Required action –
Should any entry include an image, skip the image and copy the entry exactly.

- - - - - - -

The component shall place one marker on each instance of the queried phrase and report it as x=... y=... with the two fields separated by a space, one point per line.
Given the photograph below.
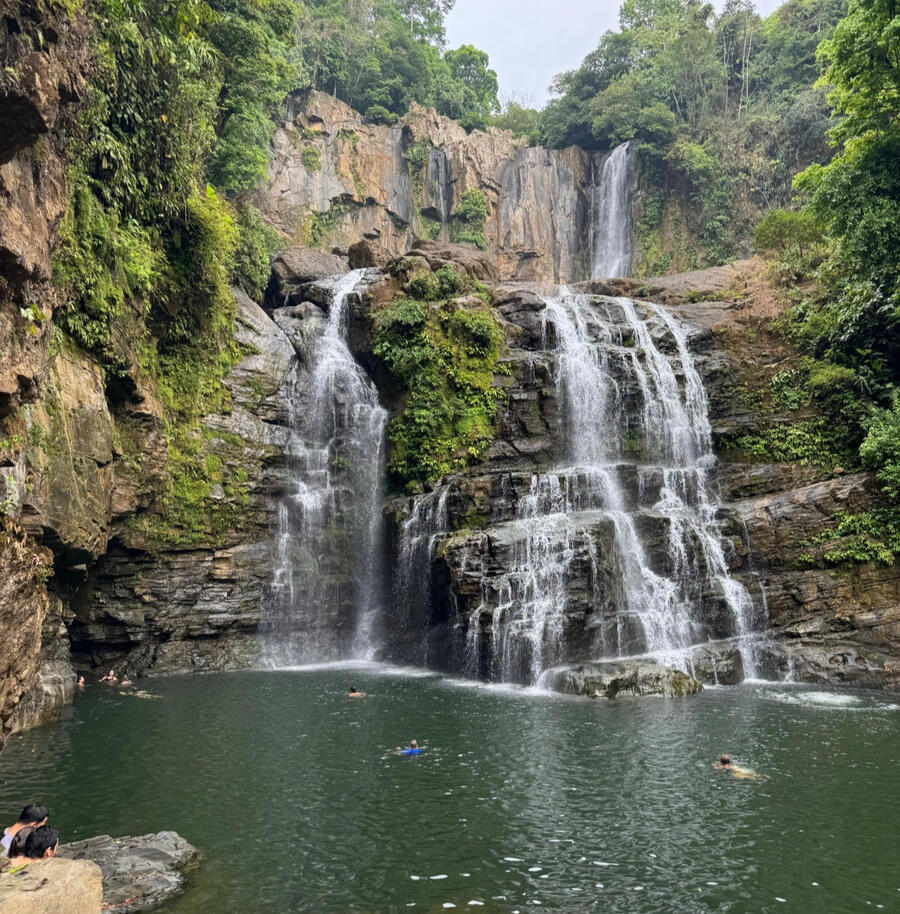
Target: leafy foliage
x=723 y=107
x=381 y=55
x=870 y=536
x=444 y=356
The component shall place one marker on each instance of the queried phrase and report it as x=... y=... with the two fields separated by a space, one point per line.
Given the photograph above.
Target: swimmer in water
x=725 y=764
x=413 y=749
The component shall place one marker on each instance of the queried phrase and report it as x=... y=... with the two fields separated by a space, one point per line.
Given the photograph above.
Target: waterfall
x=426 y=519
x=632 y=508
x=439 y=183
x=611 y=243
x=326 y=587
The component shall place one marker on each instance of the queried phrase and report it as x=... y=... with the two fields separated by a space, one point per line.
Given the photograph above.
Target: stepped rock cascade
x=611 y=236
x=326 y=587
x=630 y=514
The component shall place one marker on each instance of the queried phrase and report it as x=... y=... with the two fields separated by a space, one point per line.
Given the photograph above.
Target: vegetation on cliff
x=724 y=108
x=381 y=55
x=442 y=348
x=838 y=259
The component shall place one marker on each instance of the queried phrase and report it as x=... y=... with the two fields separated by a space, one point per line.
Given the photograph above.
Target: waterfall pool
x=522 y=801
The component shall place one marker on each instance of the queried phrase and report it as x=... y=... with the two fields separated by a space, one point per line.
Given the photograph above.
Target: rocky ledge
x=139 y=873
x=614 y=678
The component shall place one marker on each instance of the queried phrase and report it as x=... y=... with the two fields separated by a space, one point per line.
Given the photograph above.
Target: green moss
x=311 y=158
x=320 y=225
x=444 y=357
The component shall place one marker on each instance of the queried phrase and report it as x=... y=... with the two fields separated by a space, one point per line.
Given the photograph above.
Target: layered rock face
x=336 y=180
x=465 y=550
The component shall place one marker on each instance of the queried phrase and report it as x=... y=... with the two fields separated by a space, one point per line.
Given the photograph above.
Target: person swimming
x=726 y=764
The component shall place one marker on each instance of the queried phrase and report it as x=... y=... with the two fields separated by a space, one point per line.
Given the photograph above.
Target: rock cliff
x=336 y=180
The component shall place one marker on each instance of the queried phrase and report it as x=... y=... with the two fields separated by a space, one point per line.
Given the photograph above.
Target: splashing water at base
x=634 y=408
x=326 y=588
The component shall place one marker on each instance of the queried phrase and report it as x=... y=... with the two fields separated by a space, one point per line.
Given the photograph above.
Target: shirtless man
x=725 y=764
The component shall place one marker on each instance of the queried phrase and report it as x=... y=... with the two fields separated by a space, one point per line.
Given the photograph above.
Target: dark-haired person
x=41 y=844
x=726 y=764
x=31 y=817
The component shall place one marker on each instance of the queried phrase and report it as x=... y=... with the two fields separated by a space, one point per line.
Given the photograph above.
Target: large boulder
x=610 y=679
x=464 y=258
x=299 y=266
x=139 y=873
x=54 y=886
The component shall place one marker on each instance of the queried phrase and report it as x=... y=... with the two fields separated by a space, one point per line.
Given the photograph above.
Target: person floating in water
x=726 y=764
x=32 y=816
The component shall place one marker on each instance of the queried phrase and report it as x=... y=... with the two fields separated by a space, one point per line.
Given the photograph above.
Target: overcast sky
x=530 y=41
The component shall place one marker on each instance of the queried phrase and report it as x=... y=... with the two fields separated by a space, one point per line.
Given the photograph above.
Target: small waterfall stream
x=326 y=587
x=632 y=510
x=611 y=241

- - - - - - -

Exercise answer –
The component shall place one marker on each instance of the queried phrase and report it as x=... y=... with the two fields separated by a space, one point per line.
Given the photograph below.
Target: leafy foliage
x=723 y=107
x=381 y=55
x=870 y=536
x=444 y=356
The component shall place one marker on each instance of the queried phrase and report it as x=... y=... with the two fields separated by a space, one point per line.
Given the photograph above.
Target: swimmer in water
x=725 y=764
x=413 y=749
The component shall place one marker on each instance of the queried phrase and report it as x=... y=... with the two fields separated by a space, one point per line.
Given the photograph above.
Target: waterfall
x=426 y=519
x=632 y=508
x=439 y=183
x=611 y=243
x=326 y=587
The component shall place one marker on each instance of the queried phrase and report it as x=... y=... with the two fields separated by a space, one point per line.
Given the photograph above.
Target: stepped rock cascade
x=611 y=236
x=326 y=587
x=630 y=514
The component shall place one marker on each instance of the queried phrase and report it as x=... y=... with the two fields separated by a space, one point per line.
Given the photograph above.
Target: vegetation on cliff
x=724 y=108
x=381 y=55
x=442 y=348
x=838 y=259
The component shall place one marker on each instance of the queried phrase and report it as x=... y=... with the two fields separated by a space, one point per line.
Given the photograph above.
Target: waterfall pool
x=522 y=801
The component shall place one marker on each instance of the queried phrase and report it as x=... y=... with the two fields separated by a space, one point per line.
Given the photograph above.
Target: rocky ledge
x=139 y=873
x=614 y=678
The component shall place one marker on each instance of the queried phrase and report it as x=... y=... with the two fields separated by a space, one point per line.
Given the photograph above.
Target: green moss
x=311 y=158
x=320 y=225
x=444 y=357
The component shall place one marker on each instance of the queried phrase and report it as x=... y=... with the two fields separated by a space, one point per line.
Given the photograph above.
Target: layered rock face
x=336 y=180
x=465 y=550
The component shall place one marker on each instance of the queried phrase and report it as x=... y=... with the two fields separated by a space, one point per line.
Given the photograph above.
Target: person swimming
x=726 y=764
The component shall place one marker on each instance of the queried phrase and report it as x=... y=... with the two fields separated by a space, one point per line.
Given the photograph above.
Target: rock cliff
x=336 y=180
The component shall place one marker on each instance of the queried phrase and report it as x=... y=... with the two fields separated by a space, one point per line.
Given the photograph above.
Target: splashing water at base
x=634 y=408
x=326 y=588
The component shall place one marker on each instance of the queried phrase and report it as x=... y=... with the two fields separated by a space, one point per line.
Given the photograph above.
Target: shirtless man
x=725 y=764
The component shall place one marker on each instance of the queried phrase and report it as x=... y=... with the two fields separated by a space, one point per line.
Given the photograph above.
Target: dark-haired person
x=41 y=844
x=726 y=764
x=31 y=817
The component shall place one marker on each instance of the queried phrase and report it as x=... y=... with the two fields separated by a space, one point per line.
Given the photograph above.
Target: large boulder
x=610 y=679
x=464 y=258
x=299 y=266
x=139 y=873
x=54 y=886
The component shall place one marker on each instance of the queried phrase and report it as x=... y=... with the two fields separated by a space, one point per line.
Given the photograph above.
Target: person floating in water
x=726 y=764
x=32 y=816
The component shall place one marker on each instance of the queried phrase and report it as x=... y=... with the two fields separated by a space, one point per line.
Given the photograph above.
Target: overcast sky
x=530 y=41
The component shall place one marker on each instance of the queried phrase and report it as x=... y=... with the two fields separated by a space, one point per line.
Given the photograph above.
Target: small waterfall stream
x=326 y=587
x=632 y=510
x=611 y=241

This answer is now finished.